──────── INPUT DATA

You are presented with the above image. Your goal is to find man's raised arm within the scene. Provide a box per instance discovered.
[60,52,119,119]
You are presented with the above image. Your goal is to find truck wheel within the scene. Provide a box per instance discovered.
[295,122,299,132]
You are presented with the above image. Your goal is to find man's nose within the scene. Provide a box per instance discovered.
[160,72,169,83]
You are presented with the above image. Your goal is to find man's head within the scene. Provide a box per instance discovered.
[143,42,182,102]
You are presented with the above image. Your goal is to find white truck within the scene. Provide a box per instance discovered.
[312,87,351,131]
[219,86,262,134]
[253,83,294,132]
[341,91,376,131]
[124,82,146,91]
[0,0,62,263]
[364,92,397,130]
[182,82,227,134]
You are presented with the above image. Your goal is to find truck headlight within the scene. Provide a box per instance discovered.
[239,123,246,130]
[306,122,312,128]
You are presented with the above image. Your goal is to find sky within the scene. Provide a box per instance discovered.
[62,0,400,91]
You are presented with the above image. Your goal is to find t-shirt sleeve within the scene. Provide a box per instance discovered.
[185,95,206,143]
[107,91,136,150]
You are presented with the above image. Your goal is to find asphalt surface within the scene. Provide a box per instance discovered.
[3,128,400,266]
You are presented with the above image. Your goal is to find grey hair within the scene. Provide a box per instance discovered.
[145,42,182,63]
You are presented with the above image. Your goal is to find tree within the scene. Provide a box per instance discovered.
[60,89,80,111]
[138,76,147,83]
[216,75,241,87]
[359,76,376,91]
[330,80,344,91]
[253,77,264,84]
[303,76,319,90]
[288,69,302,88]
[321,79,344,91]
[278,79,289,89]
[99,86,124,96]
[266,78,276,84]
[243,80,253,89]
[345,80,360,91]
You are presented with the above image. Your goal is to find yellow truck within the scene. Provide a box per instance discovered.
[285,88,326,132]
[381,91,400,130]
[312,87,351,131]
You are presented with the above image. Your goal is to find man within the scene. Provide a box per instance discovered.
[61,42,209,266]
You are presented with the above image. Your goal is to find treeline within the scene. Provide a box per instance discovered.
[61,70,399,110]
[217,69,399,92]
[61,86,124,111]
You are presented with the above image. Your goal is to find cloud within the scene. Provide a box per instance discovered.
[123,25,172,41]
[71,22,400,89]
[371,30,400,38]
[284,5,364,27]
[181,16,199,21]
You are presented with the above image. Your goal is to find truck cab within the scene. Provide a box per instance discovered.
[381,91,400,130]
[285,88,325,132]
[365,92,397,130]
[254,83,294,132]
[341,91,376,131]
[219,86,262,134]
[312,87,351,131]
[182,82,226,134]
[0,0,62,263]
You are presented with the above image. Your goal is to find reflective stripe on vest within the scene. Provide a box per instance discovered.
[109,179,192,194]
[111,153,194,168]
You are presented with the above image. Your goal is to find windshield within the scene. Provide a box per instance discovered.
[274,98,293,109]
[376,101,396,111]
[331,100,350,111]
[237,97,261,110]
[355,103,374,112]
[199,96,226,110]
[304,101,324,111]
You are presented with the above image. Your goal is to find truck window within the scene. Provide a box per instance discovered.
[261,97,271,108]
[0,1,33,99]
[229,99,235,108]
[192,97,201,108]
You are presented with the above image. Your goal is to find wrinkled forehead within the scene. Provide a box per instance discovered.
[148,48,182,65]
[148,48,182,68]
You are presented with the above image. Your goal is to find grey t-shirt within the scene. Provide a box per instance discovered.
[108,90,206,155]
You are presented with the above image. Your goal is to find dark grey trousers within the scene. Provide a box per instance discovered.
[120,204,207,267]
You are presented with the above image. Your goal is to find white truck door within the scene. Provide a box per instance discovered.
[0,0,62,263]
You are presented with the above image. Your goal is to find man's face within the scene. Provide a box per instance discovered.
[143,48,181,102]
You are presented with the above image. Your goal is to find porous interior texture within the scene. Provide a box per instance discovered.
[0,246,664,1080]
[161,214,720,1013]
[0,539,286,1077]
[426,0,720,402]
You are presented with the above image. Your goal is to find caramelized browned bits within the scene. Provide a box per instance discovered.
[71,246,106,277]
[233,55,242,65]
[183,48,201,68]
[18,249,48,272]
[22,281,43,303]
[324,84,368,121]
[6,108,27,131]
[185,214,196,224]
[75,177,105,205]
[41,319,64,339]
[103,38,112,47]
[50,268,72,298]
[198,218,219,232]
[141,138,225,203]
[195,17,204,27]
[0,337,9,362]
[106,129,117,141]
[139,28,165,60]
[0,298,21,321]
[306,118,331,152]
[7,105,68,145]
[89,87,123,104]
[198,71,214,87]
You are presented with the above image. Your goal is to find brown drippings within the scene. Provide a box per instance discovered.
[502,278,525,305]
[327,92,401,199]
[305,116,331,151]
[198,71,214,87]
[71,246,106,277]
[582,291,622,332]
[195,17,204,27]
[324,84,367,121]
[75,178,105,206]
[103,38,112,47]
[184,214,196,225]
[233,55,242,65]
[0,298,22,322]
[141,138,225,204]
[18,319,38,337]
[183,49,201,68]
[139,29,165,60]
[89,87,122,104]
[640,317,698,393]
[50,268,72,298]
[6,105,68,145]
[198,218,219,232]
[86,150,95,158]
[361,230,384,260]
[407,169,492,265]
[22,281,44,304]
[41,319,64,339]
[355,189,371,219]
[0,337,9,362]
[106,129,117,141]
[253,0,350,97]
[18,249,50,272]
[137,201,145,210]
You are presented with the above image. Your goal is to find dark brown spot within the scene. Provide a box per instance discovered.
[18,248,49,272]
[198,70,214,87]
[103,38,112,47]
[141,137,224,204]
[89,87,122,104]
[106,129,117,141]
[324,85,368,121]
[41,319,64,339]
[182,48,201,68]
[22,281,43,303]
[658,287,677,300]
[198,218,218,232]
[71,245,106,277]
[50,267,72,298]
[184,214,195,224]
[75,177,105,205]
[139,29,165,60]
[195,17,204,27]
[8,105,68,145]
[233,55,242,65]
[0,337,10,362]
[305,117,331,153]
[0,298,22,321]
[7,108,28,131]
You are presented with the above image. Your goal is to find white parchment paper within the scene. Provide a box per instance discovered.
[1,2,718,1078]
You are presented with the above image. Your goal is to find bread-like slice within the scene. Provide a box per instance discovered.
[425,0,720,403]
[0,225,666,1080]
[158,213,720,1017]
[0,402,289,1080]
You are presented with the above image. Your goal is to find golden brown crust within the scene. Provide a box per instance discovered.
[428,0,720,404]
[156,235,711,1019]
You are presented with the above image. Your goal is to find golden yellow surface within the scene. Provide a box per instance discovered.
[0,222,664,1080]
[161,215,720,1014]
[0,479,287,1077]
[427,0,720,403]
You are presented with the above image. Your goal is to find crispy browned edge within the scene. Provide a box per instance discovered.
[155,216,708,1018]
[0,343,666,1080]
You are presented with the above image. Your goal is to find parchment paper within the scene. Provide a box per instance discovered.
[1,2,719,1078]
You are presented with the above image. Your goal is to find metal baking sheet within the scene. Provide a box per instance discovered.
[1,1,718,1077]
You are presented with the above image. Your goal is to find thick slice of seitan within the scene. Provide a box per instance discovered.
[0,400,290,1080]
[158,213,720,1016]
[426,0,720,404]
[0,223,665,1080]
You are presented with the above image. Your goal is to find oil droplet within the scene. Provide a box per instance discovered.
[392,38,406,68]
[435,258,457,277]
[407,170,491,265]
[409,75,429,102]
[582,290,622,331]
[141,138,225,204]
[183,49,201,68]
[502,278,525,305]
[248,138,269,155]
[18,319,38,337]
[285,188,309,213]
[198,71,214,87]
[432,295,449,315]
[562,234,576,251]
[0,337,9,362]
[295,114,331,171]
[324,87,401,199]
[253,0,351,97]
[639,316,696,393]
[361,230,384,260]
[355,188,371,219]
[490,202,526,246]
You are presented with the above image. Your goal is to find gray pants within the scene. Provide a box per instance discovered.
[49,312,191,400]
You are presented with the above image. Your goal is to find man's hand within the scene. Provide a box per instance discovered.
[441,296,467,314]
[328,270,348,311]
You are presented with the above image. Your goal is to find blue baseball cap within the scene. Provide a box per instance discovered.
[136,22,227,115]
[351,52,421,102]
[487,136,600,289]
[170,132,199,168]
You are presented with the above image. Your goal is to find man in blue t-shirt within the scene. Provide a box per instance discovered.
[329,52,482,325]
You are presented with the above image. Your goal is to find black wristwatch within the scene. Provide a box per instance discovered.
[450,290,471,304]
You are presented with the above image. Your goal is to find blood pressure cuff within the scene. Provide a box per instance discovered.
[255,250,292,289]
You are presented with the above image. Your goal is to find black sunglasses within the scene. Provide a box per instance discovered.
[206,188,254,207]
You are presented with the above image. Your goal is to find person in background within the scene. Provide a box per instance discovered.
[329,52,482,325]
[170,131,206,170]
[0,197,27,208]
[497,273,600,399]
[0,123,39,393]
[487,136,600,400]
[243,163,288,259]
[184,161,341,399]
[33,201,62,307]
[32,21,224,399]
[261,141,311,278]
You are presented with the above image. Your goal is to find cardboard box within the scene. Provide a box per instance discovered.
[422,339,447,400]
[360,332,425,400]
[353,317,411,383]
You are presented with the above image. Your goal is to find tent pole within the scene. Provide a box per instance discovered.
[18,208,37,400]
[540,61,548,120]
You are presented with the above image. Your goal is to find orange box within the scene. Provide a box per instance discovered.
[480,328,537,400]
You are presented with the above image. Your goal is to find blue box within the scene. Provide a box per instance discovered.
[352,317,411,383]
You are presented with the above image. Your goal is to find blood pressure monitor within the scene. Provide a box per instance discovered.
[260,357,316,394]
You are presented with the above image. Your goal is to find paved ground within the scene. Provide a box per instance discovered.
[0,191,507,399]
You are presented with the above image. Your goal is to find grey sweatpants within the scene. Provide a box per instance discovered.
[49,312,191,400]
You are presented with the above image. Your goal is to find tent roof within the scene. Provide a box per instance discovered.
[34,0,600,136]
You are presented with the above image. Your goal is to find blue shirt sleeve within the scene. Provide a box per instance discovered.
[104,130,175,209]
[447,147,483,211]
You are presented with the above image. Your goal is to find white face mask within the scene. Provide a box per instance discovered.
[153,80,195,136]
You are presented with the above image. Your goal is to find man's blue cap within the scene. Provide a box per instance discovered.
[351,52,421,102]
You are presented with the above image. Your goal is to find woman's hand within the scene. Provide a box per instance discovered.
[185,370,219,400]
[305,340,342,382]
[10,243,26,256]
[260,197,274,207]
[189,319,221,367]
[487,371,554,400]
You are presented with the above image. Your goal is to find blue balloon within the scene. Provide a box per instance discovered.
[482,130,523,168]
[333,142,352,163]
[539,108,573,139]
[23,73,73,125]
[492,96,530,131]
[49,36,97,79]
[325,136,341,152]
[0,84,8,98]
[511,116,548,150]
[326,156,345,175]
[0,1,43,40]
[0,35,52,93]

────────────────

* [YOUR TASK]
From the line holding "find blue balloon" through the final line of the data above, copy every line exactly as written. Include nothing else.

* [COMPLETED EXERCISE]
You are presented with the above image. Your goal is to find blue balloon within the scene. Provide a box per instance discovered.
[482,130,523,168]
[333,142,352,163]
[539,108,573,139]
[23,73,73,125]
[492,96,530,131]
[49,36,97,79]
[325,136,341,152]
[0,84,8,98]
[511,116,548,150]
[326,156,345,175]
[0,1,43,40]
[0,35,52,93]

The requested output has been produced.